Required work.
Rewrite the stretch from "Target: canyon wall" through "98,329 -> 153,364", putting "rectangle" wherever "bounding box" occurs and leaving everything else as it is.

Data supplied.
<<<<

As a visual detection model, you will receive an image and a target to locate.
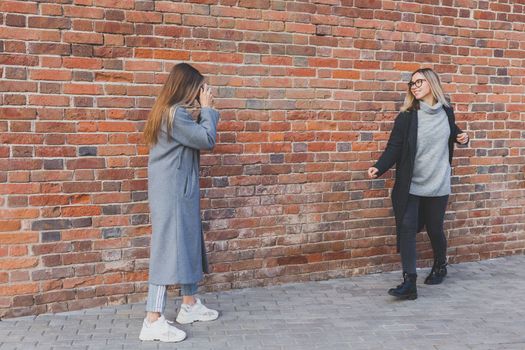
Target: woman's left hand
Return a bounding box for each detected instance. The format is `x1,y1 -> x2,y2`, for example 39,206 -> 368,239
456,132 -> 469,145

>>>>
<<<<

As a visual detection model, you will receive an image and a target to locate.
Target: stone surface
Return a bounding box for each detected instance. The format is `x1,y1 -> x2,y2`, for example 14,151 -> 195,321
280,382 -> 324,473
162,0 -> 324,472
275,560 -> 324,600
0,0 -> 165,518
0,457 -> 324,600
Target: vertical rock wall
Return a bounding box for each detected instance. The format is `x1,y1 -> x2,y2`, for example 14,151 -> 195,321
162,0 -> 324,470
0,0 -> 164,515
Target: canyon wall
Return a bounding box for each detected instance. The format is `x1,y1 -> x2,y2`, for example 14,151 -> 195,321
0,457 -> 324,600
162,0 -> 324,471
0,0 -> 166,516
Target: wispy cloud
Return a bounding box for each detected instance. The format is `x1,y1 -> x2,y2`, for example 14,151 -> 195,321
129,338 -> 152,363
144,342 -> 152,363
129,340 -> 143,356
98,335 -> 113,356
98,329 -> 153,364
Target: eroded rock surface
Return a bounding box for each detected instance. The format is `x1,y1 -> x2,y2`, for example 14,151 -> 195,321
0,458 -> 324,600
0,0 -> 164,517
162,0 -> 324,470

>>>>

Output for this task.
Target: canyon wall
Return a rectangle for each detected instance. The format is `x1,y1 -> x2,y2`, for example 14,151 -> 195,321
0,457 -> 324,600
162,0 -> 324,471
0,0 -> 166,516
Target: wispy cloud
Return a rectangle for each detected instance. The format is `x1,y1 -> x2,y2`, for example 14,151 -> 195,321
129,338 -> 152,363
144,342 -> 152,363
129,340 -> 143,356
98,335 -> 113,356
98,329 -> 153,364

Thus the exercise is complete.